Estratto del brano:
«Il problema che in primo luogo va risolto, e fallendo il quale qualsiasi altro progresso non è che apparenza, è la definitiva abolizione della divisione dell'Europa in stati nazionali sovrani»
Manifesto di Ventotene
di Federico Zappini
(20 settembre 2025) La fine dell’estate – con lo zero termico per giorni oltre i 5000 metri – è il momento giusto per una riflessione sul nostro rapporto con ambiente e territori montani. Per farlo però partirò dalla laguna veneziana e da una città d’arte, Roma.
Venezia. L’isola di Poveglia era stata messa in vendita dall’Agenzia del Demanio, con il rischio concreto di trasformarsi in resort di lusso. Solo la mobilitazione civica – con i comitati ad ottenerla in concessione, dopo dieci anni abbondanti di battaglia – l’ha sottratta alla speculazione, salvandone la sua identità naturalistica e culturale. Si apre ora una nuova fase di protezione attiva degli ecosistemi e valorizzazione responsabile degli spazi che saranno recuperati grazie a energie e competenze dei cittadin* attiv*.
Roma. Anche le superfici della Cappella Sistina subiscono gli effetti dell’overturism. L’elevato numero di visitatori compromette la conservazione degli affreschi, richiedendo interventi di restauro sempre più frequenti. La fruizione di massa di beni naturali o artistici mette a rischio ciò che ci siamo dati il compito di tramandare integro alle generazioni future.
Dolomiti. I crolli di questi anni – la Marmolada prima, la cima Falkner nel gruppo di Brenta poi – testimoniano la fragilità di quello che rappresenta un hotspot climatico, stressato da condizioni ecologiche e ambientali mutate radicalmente. Le Dolomiti patrimonio Unesco vedono ogni loro elemento a forte rischio: ghiacciai in ritirata e conseguente diminuzione delle acque a valle, foreste affaticate oppure che invadono disordinatamente prati aperti, qualità dell’aria che peggiora insieme all’aumento delle temperature, rocce e terreni instabili che amplificano il rischio di dissesto idrogeologico.
Ci troviamo di fronte a una nuova geografia “in movimento” che richiede un diverso approccio alla conservazione ambientale e un modo più consapevole di abitare il paesaggio alpino. Non più solo interventi puntuali a difesa di un particolare habitat, ma strategie integrate che ampliano gli ambiti di protezione finanche oltre l’invito di Edward Wilson di mettere a riserva “metà della Terra”. È auspicabile quindi che si stringano le maglie di una rete interconnessa di parchi ed aree protette dotandola di obiettivi, risorse e competenze per una gestione comunitaria a forte guida pubblica e coinvolgimento diffuso della cittadinanza, attingendo alle migliori tradizioni cooperative e legate ai domini collettivi. Dopo decenni di deriva privatistica è arrivata l’ora di rimettere al centro l’esperienza dei commons (i beni comuni) e dei commoner (le comunità).

Dati:
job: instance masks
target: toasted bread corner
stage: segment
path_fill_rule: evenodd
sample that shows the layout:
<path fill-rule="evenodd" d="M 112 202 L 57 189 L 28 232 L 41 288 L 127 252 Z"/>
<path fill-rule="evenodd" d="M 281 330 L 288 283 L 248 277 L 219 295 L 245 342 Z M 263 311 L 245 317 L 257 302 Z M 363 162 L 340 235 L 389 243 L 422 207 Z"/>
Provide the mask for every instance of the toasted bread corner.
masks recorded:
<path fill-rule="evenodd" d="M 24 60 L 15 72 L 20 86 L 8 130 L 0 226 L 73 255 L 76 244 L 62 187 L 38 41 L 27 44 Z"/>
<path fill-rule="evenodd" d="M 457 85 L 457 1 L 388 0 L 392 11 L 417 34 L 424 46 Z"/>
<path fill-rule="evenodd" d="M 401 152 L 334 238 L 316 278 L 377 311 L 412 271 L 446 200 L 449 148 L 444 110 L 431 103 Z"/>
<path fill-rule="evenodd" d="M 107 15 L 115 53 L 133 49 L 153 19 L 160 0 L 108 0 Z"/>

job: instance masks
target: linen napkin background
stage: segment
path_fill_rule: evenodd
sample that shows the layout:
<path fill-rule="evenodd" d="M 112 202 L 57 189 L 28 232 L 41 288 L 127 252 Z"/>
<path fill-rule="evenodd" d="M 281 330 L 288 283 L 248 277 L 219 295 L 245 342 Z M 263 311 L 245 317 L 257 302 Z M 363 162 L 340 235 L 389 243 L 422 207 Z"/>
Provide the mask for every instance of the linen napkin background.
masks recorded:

Elenco delle consegne:
**A.** Secondo il brano sul rapporto con l'ambiente e i territori montani, chi ha ottenuto in concessione l'isola di Poveglia?
**B.** Prosegui il brano sul rapporto con l'ambiente e i territori montani a partire dalla sua ultima frase.
I record provengono da un'altra fonte.

Soluzioni:
**A.** I comitati, dopo più di dieci anni di battaglia.

**B.**
La conservazione di cui abbiamo bisogno non ci riporta alla separazione netta tra uomo e natura ma si propone di ri-abitare e ri-lavorare nelle terre alte e nella montagna di mezzo. Un patto sociale e ambientale che Aldo Bonomi associa al rafforzamento di geocomunità di pratiche nella prossimità, pronte a mettersi in mezzo alla “globalizzazione spaccata” che sembra crollarci addosso. Nella stessa direzione si muove l’appello rivolto al Governo da un gruppo di vescovi che proprio delle aree interne si occupano. La professoressa Elena Granata coglie le potenzialità di questo “viaggio in Italia alla rovescia” che riscopra i territori marginali come laboratori di futuro, avamposto di un modello alternativo più rispettoso dei limiti naturali e dei ritmi comunitari. Perché anche dove la montagna a trazione turistica ha evitato lo spopolamento lo ha fatto incorporando uno dei peggiori vizi dell’ambiente urbano: la velocità. Una fruizione accelerata svilisce il senso della vita (temporanea o permanente) in quota e – non secondario – moltiplica gli infortuni, mai così numerosi come negli ultimi mesi.
La montagna ha bisogno di lentezza, intesa come elemento fondante del saper prendersi cura e del prestare vera attenzione. Non è casuale che il camminare (sportivo, ambientale, culturale o spirituale) sia tornato a essere riconosciuto come pratica ecologica più capace di ristabilire un equilibrio tra corpo, tempo, territorio. Riconoscendo questa dinamica va colta la possibilità di valorizzare reti di cammini e sentieristica, interconnettendo i percorsi esistenti per creare itinerari per turismo di prossimità più consapevole, attraverso soggiorni prolungati che permettano di sviluppare relazioni autentiche con territorio e comunità, superando la logica del consumo quantitativo e istantaneo di paesaggio e diventando essi stessi protagonisti della conservazione ambientale.
Anche i ritmi quotidiani delle nostre esistenze cittadine dovrebbero essere contagiati da questo approccio. Alle città che rallentano le velocità di percorrenza (con l’allargarsi delle “zone 30 km/h”) deve corrispondere anche una modifica dei tempi di vita, puntando a settimane lavorative da non più di 30 ore, a parità di retribuzione. In questa prospettiva anche le attività didattiche estive – il prolungamento nel mese di luglio, di cui tanto si è discusso – diventano un’opportunità per sperimentare settimane multidisciplinari in quota dove l’apprendimento avviene attraverso l’esperienza diretta nell’ambiente montano.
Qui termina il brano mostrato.